**Task objective:** Continue the passage on traumatic brain injury, starting right after its last sentence.

Honestly, haven’t we all taken some form of blunt force trauma to head at some point in our life, in the guise of a ball, a rock, or perhaps the pavement, and walked away unscathed, save for a moderate headache and a few shed tears? Yet, nearly every year, we hear the tragic news of child getting hit in the head with a baseball and dying from their brain injury, a few seconds to a few hours later. Why was this child different? 

While we have come a long way from the barbaric techniques of cutting open our skulls to release the insanity from our minds or from the use of lobotomies, our basic understanding of brain physiology is limited. This, combined with a wide spectrum of subtle symptoms, has made the diagnosis and treatment of TBI rather difficult.  With the use of fiber tracking, a promising advancement in MRI technology that allows doctors to follow the activity across neuronal fiber bundles, it is possible to visualize and quantify previously unseen brain damage caused by a TBI event. By understanding the cellular functionality of a brain injury, a more effective treatment schedule may be developed. The military and National Institute of Health are also looking into novel diagnostic mechanisms.

In a recent clinical trial involving nearly two hundred severely disabled TBI patients, researchers found that amantadine, an FDA approved anti-viral and anti-parkinsonian drug, can mediate the healing of TBI. Compared to placebo, patients that received amantadine  exhibited quicker recovery from a coma and showed a marked improvement in cognitive function compared to patients that received a placebo.

**Extracted material:**
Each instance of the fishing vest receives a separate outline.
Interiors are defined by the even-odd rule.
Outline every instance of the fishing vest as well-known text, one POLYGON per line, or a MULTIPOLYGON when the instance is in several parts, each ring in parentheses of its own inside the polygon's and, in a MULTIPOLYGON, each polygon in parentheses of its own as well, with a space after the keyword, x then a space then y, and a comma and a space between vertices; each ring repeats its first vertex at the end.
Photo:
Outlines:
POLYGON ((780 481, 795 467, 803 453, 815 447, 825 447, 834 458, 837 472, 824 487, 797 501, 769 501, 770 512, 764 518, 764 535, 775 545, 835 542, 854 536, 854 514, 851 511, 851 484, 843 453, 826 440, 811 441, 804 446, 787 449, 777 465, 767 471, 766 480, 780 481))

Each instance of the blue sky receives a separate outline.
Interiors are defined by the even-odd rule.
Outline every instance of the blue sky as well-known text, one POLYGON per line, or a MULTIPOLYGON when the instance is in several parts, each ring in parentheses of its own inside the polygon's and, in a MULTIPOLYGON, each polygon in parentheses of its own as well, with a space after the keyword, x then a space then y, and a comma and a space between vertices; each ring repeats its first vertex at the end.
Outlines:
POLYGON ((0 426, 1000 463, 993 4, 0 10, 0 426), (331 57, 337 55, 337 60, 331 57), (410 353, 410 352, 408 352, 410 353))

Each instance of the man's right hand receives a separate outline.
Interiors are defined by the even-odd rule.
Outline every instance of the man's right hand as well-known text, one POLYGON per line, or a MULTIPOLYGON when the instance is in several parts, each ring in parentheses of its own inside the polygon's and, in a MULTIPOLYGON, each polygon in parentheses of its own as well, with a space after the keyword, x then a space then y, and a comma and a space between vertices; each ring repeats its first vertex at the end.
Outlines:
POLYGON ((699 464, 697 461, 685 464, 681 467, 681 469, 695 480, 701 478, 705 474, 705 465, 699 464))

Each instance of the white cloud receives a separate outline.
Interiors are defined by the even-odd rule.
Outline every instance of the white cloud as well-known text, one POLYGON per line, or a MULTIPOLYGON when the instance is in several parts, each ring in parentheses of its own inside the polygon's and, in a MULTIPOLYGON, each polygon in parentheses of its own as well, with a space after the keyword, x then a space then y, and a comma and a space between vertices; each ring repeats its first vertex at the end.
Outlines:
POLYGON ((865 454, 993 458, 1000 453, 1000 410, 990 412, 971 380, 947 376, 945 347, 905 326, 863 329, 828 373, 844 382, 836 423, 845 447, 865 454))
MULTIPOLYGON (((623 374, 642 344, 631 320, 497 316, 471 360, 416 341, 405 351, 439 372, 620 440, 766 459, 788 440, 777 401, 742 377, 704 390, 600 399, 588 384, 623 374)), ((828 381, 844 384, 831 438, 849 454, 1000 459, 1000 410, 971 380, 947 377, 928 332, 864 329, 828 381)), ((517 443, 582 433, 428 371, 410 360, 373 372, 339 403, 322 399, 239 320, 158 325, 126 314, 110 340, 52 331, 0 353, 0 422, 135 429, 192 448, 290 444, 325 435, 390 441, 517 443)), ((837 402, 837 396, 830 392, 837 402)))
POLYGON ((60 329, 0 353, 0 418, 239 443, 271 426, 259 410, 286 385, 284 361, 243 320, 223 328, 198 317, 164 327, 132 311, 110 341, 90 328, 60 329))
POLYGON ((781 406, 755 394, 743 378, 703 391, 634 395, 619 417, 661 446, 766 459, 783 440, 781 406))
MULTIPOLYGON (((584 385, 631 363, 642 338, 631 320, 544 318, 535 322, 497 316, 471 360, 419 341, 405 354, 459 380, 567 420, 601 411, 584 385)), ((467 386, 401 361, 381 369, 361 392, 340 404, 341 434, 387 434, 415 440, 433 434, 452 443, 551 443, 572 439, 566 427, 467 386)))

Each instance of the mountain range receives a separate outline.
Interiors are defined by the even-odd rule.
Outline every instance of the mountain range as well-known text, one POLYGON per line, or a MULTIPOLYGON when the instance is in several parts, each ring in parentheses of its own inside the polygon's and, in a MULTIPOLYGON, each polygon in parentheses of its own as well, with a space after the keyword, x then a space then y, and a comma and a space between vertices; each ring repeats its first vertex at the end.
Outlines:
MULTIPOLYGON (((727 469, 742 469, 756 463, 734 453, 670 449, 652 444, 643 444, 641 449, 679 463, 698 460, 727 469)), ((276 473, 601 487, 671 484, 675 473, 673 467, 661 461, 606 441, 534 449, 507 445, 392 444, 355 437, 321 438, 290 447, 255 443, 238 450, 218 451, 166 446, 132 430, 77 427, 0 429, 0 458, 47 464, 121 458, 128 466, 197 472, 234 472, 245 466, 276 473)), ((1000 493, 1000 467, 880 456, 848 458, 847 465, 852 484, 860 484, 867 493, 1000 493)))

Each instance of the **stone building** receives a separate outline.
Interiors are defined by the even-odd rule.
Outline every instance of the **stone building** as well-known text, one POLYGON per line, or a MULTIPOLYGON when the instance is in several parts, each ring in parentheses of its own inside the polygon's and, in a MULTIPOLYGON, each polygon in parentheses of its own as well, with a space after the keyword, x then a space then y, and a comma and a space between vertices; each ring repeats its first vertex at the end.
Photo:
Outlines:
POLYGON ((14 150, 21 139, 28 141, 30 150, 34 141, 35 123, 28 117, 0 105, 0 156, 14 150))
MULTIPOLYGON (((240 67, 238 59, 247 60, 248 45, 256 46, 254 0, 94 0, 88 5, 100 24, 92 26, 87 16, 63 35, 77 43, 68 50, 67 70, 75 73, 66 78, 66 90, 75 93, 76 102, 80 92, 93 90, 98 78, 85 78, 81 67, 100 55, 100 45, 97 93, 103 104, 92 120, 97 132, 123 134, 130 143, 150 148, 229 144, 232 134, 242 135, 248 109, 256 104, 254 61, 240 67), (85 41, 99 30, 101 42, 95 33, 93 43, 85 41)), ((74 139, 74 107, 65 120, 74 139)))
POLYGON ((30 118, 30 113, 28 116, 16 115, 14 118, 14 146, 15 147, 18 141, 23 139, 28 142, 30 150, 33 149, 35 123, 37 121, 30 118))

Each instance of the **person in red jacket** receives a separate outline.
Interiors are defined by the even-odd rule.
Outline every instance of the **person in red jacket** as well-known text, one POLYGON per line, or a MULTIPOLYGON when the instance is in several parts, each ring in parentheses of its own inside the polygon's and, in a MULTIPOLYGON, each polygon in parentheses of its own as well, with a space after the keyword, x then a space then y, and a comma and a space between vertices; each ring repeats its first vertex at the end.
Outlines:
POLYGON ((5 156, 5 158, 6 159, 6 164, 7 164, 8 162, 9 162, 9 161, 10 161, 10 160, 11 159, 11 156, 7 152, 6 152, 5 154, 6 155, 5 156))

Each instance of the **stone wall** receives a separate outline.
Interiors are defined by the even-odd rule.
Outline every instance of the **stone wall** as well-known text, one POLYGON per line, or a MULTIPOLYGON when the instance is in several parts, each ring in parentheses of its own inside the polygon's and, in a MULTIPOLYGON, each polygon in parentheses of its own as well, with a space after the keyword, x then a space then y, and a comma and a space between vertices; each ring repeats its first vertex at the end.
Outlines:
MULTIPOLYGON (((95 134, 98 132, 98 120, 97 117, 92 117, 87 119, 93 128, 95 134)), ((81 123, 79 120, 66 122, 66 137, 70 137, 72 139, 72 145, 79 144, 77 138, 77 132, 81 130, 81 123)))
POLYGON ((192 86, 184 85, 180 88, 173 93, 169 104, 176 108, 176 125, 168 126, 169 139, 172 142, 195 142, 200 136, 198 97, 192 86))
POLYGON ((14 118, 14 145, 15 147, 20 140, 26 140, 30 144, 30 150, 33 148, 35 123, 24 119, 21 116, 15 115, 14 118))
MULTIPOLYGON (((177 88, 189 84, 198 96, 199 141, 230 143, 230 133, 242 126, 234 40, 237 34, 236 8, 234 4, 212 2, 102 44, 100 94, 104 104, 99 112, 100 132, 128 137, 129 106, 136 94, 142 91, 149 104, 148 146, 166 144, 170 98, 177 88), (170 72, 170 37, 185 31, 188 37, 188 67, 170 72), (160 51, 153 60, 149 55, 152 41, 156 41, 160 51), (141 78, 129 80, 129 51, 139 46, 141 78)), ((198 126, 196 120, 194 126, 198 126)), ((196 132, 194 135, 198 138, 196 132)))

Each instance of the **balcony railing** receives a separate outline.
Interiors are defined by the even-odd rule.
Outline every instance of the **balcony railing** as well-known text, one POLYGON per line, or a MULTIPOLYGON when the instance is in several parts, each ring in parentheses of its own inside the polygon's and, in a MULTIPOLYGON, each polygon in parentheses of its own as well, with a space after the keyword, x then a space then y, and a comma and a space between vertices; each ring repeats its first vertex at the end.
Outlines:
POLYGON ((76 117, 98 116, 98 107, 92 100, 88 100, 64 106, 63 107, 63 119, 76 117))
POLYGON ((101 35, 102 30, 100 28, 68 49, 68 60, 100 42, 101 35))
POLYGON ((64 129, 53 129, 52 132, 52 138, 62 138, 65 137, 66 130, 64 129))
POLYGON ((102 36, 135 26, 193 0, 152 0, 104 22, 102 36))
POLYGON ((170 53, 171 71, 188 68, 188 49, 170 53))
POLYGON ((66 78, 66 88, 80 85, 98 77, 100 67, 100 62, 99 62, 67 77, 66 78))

**Answer to the problem:**
TBI is a major problem. It is why we wear helmets when riding a bike, it is why more and more people are wearing helmets when they ski and snowboard. TBI is a major problem for wounded veterans and is thought to play a role in post traumatic stress disorder. For our returning vets, our children and teenagers, as well for anyone else unfortunate enough to suffer through brain trauma, finding better diagnosis and ultimately better treatment for TBI, is of utmost importance. 

Other technological advances, such as “brain to computer interface”  may actually allow severe TBI patients to interact with the world with previously unheard ability. Recent research in the use of functional MRI, allowed doctors to converse with several vegetative patient; however, as exciting as these advances may be, it should be noted that we are treading on shaky ground. Using new technologies on unconscious or severely disabled patients is edging dangerously close to a serious ethical dilemma; should experiments be allowed to be performed on either unconsciousness or cognitively hampered patients, who cannot give proper informed consent? The adoption of an ethical oversight committee regarding TBI is necessary so that we do not forget or repeat the lessons from the past.